____ Material shown

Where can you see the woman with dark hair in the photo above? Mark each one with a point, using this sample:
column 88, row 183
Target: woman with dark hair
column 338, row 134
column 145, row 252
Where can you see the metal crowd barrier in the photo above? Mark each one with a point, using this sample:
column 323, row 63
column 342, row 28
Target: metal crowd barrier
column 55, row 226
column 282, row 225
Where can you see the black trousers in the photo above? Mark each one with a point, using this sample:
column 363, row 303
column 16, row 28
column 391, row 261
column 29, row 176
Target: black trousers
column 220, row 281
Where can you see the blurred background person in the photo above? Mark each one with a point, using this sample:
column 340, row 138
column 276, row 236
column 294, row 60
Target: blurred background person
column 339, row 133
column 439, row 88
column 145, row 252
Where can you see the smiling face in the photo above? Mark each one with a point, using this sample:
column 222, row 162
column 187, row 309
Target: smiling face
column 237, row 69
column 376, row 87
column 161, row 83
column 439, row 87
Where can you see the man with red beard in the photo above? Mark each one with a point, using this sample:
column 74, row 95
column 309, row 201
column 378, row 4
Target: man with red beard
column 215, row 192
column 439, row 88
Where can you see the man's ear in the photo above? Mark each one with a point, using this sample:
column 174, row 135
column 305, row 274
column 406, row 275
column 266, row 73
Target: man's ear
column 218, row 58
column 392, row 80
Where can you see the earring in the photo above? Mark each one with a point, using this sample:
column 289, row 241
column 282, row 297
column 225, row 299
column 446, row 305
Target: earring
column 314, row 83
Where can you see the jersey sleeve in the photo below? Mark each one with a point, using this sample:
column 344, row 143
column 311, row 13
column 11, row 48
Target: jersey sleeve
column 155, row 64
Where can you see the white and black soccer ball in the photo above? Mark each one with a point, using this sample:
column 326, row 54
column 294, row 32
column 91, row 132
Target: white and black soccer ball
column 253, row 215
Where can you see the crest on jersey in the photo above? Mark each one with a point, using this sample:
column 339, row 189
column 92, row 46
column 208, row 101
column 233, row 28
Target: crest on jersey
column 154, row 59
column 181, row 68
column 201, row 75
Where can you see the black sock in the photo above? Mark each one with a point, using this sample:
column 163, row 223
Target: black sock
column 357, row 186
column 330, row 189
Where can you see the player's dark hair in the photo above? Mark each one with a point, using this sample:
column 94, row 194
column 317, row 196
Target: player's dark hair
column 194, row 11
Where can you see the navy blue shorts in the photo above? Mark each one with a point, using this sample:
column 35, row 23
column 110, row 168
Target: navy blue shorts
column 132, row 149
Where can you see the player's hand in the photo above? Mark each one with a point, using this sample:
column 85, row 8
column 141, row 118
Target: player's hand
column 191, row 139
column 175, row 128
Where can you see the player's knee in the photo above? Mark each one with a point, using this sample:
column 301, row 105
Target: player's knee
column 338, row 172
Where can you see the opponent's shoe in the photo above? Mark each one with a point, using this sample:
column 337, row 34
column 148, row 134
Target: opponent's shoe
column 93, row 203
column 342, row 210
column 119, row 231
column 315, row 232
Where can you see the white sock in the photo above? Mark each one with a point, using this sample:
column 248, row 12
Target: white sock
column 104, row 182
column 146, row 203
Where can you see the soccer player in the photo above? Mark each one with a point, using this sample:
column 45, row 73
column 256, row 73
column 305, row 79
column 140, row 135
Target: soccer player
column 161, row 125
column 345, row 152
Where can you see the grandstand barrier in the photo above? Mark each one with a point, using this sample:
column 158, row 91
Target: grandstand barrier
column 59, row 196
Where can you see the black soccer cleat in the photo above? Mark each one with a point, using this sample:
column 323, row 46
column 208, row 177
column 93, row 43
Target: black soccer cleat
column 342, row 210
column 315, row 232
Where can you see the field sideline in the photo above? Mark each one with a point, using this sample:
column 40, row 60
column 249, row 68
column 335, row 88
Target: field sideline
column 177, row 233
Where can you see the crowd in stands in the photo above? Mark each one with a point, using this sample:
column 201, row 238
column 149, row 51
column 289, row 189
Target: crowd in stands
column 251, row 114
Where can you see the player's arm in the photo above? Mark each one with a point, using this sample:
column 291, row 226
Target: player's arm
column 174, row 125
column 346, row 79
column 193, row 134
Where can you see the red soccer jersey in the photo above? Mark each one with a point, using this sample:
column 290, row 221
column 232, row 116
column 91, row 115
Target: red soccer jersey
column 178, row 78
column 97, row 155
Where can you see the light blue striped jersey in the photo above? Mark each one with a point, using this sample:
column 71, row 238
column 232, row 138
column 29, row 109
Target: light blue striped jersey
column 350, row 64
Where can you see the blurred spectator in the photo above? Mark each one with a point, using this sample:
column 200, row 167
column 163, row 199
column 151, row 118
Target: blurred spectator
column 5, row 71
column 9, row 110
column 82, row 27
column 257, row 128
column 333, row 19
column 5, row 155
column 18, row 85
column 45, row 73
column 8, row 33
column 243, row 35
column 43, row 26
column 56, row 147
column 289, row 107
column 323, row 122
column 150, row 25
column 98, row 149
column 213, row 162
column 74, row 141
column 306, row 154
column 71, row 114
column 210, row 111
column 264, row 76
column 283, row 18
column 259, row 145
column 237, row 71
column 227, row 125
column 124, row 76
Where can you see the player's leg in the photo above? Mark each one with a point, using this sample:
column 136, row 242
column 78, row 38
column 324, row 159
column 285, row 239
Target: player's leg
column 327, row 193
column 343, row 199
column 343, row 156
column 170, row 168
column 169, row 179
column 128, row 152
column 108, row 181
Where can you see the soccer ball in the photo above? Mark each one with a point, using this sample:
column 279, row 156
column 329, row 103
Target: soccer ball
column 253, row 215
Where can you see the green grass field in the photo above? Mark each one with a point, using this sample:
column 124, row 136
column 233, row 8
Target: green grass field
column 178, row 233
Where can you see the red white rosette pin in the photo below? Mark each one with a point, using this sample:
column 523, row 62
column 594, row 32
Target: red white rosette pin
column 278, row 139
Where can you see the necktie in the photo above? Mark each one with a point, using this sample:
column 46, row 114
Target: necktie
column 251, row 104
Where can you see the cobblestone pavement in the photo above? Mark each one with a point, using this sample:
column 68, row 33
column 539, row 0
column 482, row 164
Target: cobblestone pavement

________

• **The task**: Retype the data precisely.

• **Problem solution**:
Where can you see the woman with dark hair in the photo above? Mark each one with a point, using this sample:
column 88, row 183
Target: woman with dark hair
column 338, row 134
column 145, row 252
Where can you see the metal crowd barrier in the photo above? Mark each one with a point, using this sample:
column 323, row 63
column 342, row 28
Target: metal crowd barrier
column 55, row 226
column 282, row 225
Where can you see the black trousers in the photo above? Mark each one with a point, using this sample:
column 363, row 303
column 16, row 28
column 391, row 261
column 29, row 176
Target: black trousers
column 220, row 281
Where can you see the blurred background person in the photo above? Mark each one with a point, using this sample:
column 340, row 138
column 276, row 236
column 294, row 60
Target: blurred background person
column 339, row 133
column 439, row 88
column 145, row 252
Where can you see the smiling face in the photo above? Mark each one with a point, using this sample:
column 222, row 162
column 187, row 309
Target: smiling face
column 237, row 69
column 376, row 87
column 161, row 83
column 439, row 87
Where can you see the man with red beard in the photo above? Mark each one with a point, using this sample:
column 74, row 95
column 309, row 201
column 378, row 4
Target: man with red beard
column 215, row 192
column 439, row 88
Where can you see the man's ear in the photo above? Mark each one with a point, using this sample:
column 174, row 135
column 305, row 274
column 406, row 275
column 266, row 73
Target: man's ear
column 218, row 58
column 392, row 80
Where can you see the earring in the photo above? Mark each one with a point, using this sample:
column 289, row 241
column 282, row 297
column 225, row 299
column 446, row 305
Target: earring
column 314, row 83
Where can you see the jersey sleeve in the photo below? Mark each one with a point, using this sample:
column 344, row 143
column 311, row 13
column 11, row 48
Target: jersey sleeve
column 155, row 64
Where can you see the white and black soccer ball in the photo above? Mark each one with a point, using this sample:
column 326, row 54
column 294, row 32
column 91, row 132
Target: white and black soccer ball
column 253, row 215
Where can you see the crest on jersey in the photo above? Mark each one with a point, using this sample:
column 339, row 189
column 92, row 46
column 208, row 101
column 233, row 28
Target: crest on jersey
column 154, row 59
column 181, row 68
column 201, row 75
Where can you see the black sock in the photo above? Mark each one with a point, using this sample:
column 163, row 223
Target: black sock
column 357, row 186
column 330, row 189
Where can you see the player's dark hair in the photo above? Mark each one with a point, using this sample:
column 94, row 194
column 317, row 196
Target: player's dark hair
column 194, row 11
Where can you see the navy blue shorts in the photo above? Mark each one with a point, using this sample:
column 35, row 23
column 110, row 168
Target: navy blue shorts
column 132, row 149
Where can you see the player's hand in the photo above? Mark each one with a point, using this sample:
column 85, row 8
column 141, row 118
Target: player's hand
column 191, row 139
column 175, row 128
Where can you see the player's knee in the photo above? Mark each one with a point, using this sample:
column 301, row 105
Target: player's knee
column 338, row 172
Where can you see the opponent's shoe in the photo above? Mark each one with a point, using this sample:
column 337, row 34
column 148, row 134
Target: opponent's shoe
column 93, row 203
column 342, row 210
column 119, row 231
column 315, row 232
Where can you see the white sock in the photo above? Mark each one with a point, using this sample:
column 248, row 12
Target: white sock
column 104, row 182
column 146, row 203
Where can you see the soccer player in the photo above? Mark each one with a point, using this sample:
column 45, row 73
column 256, row 73
column 305, row 79
column 140, row 135
Target: soccer player
column 161, row 125
column 345, row 152
Where can you see the grandstand barrier in the photo above? Mark each one with a point, using this sample:
column 158, row 91
Target: grandstand barrier
column 59, row 196
Where can you see the black soccer cleat in the photo above? Mark each one with a point, using this sample:
column 323, row 46
column 208, row 177
column 93, row 43
Target: black soccer cleat
column 342, row 210
column 315, row 232
Where can you see the field sideline in the photo above? Mark each one with a point, using this sample:
column 40, row 60
column 249, row 68
column 335, row 88
Target: field sideline
column 177, row 233
Where can you see the crowd in stands in the photo above? Mark each one with a point, using this sample:
column 201, row 238
column 149, row 51
column 289, row 189
Target: crowd in stands
column 251, row 114
Where can you see the player's arm in the photo above? Mark each one with a point, using this sample:
column 291, row 226
Target: player's arm
column 174, row 125
column 346, row 79
column 193, row 134
Where can you see the red soccer jersey in the photo above? Mark each one with a point, using this sample:
column 290, row 221
column 232, row 116
column 91, row 115
Target: red soccer jersey
column 178, row 78
column 97, row 155
Where can you see the light blue striped jersey in the photo above? Mark each one with a point, using this sample:
column 71, row 238
column 232, row 138
column 29, row 109
Target: light blue striped jersey
column 350, row 64
Where can you see the blurred spectator in the photo above? Mark each one with a point, using this sample:
column 200, row 167
column 163, row 199
column 151, row 118
Target: blurred spectator
column 5, row 71
column 9, row 110
column 82, row 27
column 257, row 128
column 333, row 19
column 5, row 155
column 18, row 85
column 45, row 73
column 8, row 33
column 243, row 35
column 43, row 26
column 56, row 147
column 289, row 107
column 323, row 122
column 150, row 25
column 98, row 149
column 213, row 162
column 74, row 141
column 306, row 154
column 71, row 114
column 210, row 111
column 264, row 76
column 283, row 18
column 259, row 145
column 237, row 71
column 227, row 125
column 124, row 76
Where can you see the player's leg in the photo above? Mark each one with a point, using this sample:
column 136, row 242
column 78, row 38
column 324, row 159
column 285, row 239
Target: player's leg
column 327, row 193
column 343, row 199
column 343, row 156
column 170, row 168
column 169, row 179
column 128, row 152
column 108, row 181
Where can you see the soccer ball in the photo above? Mark each one with a point, using this sample:
column 279, row 156
column 329, row 103
Target: soccer ball
column 253, row 215
Where can you see the green grass field in the photo above? Mark each one with a point, using this sample:
column 124, row 136
column 233, row 8
Target: green grass field
column 178, row 233
Where can you see the red white rosette pin in the photo below? Mark each one with a point, using this sample:
column 523, row 62
column 594, row 32
Target: red white rosette pin
column 278, row 139
Where can you see the necktie in the photo above? Mark each one with a point, using this sample:
column 46, row 114
Target: necktie
column 251, row 104
Where can you see the cobblestone pavement in the photo above? Mark each one with a point, using this sample:
column 68, row 33
column 539, row 0
column 482, row 164
Target: cobblestone pavement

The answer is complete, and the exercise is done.